>> start Selected excerpt
My customer has encountered performance problems while updating large amount of data as below:
- 1st transaction updates 309,229 rows
- 2nd transaction updates 144,945 rows
CDC didn't finish after over an hour.
Then the customer gave up and eventually stopped the task.
I noticed that 'Information about Incoming Changes' shows high number of rows as 'On Disk' and I wonder it is one of the reasons of the performance.
Questions:
1. In this situation, setting higher values in 'Transaction Offload Tuning' (Total transactions memory size exceeds (MB)/ Transactions duration exceeds (seconds) )effective?
I think it is required enough memory is available.
2. Are there any other Qlik Replicate settings to improve this kind of performance?
3. Is there any good ideas when we update large number of rows in 1 transaction and we would like to apply to the target as soon as possible?
For example, is it effective to reload the table in question manually?
Any advice would be appreciated.
Regards,
Kyoko Tajima
Hello Tajima-san, @iti-attunity-sup
Please have a look at Troubleshooting Qlik Replicate Latency and Performance Issues.
Hope this helps.
John.
Hi Tajima san , @iti-attunity-sup ,
Replicate offloads transactions from memory to disk when the total transaction memory exceeds a configured threshold or the transaction duration exceeds a configured time limit.
You can configure them through the Change Processing Tuning.
Regards,
Desmond
>> I have a question regarding Transaction Offload Tuning.
No you don't. Well, you do, but it is not a relevant question for the problem you are trying to solve.
Did it ever work properly? What changed?
>> I noticed that 'Information about Incoming Changes' shows high number of rows as 'On Disk' and I wonder it is one of the reasons of the performance.
>> end Selected excerpt
>> start Extracted information
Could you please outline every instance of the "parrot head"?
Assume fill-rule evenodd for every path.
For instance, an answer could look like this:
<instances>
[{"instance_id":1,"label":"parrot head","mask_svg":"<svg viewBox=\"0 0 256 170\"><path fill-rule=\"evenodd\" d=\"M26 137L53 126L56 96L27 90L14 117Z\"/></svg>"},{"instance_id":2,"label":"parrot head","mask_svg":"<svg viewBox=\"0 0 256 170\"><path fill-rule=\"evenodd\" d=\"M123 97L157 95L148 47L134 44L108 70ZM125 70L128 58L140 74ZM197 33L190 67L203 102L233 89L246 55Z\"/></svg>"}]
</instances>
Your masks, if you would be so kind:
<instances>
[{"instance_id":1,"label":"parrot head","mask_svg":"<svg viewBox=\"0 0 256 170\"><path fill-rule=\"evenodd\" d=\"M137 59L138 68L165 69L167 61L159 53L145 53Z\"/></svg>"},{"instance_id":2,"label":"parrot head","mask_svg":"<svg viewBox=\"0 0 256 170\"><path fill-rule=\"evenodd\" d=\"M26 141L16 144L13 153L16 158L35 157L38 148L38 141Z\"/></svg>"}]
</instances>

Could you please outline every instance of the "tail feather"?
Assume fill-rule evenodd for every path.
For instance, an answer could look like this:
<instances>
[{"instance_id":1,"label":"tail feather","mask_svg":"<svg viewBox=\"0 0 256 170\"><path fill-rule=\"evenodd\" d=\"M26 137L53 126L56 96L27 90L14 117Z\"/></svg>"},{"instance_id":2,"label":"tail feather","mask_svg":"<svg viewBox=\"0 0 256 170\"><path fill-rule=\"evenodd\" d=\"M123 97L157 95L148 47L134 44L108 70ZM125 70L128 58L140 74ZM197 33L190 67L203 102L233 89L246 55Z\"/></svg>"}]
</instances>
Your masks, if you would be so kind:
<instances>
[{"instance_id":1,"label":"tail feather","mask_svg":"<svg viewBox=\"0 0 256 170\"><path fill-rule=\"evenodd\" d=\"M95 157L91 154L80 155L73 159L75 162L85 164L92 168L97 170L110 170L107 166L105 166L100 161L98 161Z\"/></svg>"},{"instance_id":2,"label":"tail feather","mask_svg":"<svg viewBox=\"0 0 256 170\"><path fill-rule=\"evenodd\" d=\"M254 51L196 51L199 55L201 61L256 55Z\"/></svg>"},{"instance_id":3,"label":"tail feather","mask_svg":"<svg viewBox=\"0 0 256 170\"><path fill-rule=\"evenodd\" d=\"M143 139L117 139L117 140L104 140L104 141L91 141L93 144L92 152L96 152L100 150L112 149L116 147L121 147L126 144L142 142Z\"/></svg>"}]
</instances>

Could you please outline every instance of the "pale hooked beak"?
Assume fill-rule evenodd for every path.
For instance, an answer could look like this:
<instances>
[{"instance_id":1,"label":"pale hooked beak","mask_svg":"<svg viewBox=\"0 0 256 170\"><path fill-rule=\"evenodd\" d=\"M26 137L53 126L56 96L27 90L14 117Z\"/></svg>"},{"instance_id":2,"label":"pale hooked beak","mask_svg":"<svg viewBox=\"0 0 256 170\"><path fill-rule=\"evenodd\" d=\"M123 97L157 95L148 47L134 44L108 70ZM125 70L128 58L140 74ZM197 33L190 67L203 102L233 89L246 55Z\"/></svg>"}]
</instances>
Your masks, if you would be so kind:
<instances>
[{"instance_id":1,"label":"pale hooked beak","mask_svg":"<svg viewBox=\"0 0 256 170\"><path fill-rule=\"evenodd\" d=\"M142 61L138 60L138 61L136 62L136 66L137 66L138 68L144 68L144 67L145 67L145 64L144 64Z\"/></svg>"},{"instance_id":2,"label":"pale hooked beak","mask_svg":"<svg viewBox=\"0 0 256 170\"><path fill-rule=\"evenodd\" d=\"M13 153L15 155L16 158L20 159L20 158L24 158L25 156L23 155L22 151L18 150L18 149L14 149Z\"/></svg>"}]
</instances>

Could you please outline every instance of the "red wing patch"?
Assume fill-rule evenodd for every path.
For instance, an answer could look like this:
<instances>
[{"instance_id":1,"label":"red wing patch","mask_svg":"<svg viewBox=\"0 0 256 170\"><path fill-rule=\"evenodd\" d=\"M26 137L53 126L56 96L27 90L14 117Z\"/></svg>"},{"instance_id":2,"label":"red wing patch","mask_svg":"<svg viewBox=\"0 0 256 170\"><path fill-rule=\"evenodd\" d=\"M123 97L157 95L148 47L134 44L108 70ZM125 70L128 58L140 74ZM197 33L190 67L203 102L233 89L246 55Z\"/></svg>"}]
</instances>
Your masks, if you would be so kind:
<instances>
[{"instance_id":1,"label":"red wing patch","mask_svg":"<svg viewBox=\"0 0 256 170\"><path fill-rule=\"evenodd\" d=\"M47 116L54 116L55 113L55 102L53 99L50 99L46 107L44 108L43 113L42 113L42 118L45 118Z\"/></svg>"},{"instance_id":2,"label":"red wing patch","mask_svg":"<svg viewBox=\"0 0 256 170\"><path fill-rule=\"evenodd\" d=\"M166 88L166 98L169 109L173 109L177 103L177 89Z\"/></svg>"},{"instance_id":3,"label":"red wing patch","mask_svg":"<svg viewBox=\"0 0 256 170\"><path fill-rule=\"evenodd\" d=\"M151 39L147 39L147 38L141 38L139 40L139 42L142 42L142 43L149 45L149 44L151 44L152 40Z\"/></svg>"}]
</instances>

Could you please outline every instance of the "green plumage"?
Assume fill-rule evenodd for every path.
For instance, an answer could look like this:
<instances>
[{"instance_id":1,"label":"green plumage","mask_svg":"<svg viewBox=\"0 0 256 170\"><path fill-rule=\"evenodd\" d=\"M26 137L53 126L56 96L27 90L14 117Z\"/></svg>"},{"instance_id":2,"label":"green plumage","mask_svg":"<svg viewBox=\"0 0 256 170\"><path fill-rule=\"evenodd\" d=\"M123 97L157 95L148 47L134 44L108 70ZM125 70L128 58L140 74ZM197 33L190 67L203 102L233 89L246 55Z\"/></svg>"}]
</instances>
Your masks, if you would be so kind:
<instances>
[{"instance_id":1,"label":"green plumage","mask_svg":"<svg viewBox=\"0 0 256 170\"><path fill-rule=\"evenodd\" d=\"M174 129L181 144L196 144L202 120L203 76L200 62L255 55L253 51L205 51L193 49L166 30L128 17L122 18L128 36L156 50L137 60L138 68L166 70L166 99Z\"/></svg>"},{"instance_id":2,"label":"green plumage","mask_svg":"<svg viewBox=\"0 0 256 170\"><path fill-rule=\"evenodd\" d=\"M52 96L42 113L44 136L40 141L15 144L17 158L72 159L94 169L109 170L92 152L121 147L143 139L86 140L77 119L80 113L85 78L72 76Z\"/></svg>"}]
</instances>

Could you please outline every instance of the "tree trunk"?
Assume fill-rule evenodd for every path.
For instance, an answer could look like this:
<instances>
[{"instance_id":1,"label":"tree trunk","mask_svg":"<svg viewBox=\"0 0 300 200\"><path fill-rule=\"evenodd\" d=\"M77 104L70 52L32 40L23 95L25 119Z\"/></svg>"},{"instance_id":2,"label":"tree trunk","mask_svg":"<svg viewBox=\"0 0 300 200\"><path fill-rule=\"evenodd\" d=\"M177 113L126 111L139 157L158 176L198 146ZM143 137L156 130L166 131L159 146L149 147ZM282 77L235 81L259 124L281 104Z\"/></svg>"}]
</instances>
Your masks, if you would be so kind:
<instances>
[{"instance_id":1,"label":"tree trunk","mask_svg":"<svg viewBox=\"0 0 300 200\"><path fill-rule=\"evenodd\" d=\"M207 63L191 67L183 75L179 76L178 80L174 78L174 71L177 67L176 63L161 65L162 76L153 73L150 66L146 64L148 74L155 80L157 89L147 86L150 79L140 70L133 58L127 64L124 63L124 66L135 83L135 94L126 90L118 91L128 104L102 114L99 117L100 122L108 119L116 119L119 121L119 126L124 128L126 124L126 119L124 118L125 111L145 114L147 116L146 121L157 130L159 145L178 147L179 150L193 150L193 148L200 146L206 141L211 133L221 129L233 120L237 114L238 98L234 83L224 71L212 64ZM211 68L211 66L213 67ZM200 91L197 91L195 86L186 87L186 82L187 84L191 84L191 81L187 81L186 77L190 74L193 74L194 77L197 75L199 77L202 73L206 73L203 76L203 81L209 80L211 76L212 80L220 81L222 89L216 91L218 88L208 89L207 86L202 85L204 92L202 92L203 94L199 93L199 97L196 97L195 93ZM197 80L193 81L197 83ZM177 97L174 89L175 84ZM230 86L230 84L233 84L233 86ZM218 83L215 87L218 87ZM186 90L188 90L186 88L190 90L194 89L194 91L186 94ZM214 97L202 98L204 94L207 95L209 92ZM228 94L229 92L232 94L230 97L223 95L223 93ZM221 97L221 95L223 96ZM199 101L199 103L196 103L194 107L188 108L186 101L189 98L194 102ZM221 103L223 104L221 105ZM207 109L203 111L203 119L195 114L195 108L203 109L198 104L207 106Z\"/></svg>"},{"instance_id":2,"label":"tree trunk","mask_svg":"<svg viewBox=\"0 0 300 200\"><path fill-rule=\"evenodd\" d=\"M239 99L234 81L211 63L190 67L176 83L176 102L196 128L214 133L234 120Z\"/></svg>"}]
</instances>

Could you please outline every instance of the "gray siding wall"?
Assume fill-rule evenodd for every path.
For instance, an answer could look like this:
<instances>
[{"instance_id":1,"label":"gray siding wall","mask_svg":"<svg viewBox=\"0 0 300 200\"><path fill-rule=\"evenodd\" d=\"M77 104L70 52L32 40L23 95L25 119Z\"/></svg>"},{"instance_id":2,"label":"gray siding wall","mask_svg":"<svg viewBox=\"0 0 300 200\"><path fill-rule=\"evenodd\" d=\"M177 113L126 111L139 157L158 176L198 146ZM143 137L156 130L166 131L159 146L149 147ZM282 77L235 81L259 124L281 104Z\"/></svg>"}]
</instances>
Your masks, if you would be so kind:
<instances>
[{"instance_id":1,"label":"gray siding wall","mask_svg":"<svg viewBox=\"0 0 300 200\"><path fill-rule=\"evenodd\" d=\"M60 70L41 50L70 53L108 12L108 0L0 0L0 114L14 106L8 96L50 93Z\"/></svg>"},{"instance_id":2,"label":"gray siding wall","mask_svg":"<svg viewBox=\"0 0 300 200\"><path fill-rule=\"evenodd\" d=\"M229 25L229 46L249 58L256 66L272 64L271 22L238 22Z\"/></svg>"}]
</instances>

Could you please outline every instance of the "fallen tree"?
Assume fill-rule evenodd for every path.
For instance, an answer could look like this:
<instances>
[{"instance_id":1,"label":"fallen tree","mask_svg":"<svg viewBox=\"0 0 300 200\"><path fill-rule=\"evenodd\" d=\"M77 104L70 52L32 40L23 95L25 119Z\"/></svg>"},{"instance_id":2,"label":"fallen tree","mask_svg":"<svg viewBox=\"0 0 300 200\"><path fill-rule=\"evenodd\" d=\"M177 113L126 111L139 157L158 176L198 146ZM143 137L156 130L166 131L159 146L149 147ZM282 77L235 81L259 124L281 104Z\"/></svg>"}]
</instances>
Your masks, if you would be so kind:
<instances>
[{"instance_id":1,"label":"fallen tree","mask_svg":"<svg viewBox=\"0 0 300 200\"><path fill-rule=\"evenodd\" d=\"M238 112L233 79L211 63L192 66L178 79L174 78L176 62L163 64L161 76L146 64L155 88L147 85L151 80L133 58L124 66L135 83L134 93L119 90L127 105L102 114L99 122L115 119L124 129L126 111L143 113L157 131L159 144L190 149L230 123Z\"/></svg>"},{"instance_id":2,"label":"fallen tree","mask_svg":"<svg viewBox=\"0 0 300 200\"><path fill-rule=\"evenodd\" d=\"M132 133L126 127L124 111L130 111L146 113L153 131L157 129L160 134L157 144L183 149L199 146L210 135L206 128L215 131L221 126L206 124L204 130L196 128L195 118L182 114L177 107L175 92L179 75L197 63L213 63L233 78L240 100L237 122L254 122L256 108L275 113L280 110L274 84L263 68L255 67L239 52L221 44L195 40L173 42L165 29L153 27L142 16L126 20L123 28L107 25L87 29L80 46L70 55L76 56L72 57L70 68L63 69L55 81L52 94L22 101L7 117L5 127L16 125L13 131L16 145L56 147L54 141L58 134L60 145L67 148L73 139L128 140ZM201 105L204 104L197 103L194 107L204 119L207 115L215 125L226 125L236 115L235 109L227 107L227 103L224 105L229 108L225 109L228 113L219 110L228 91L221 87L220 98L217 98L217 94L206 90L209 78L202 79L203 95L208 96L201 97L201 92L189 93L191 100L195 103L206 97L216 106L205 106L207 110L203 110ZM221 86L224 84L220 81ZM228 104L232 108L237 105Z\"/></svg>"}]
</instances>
>> end Extracted information
- Work instructions:
[A] Duplicate the stretch of the Qlik Replicate thread from "You can configure" through "trying to solve.".
[B] In the Qlik Replicate thread, how many rows did the second transaction update?
[C] List every name used to sign off a post in the Qlik Replicate thread.

- Answers by task:
[A]
You can configure them through the Change Processing Tuning.
Regards,
Desmond
>> I have a question regarding Transaction Offload Tuning.
No you don't. Well, you do, but it is not a relevant question for the problem you are trying to solve.

[B] 144,945 rows

[C] Kyoko Tajima, John, Desmond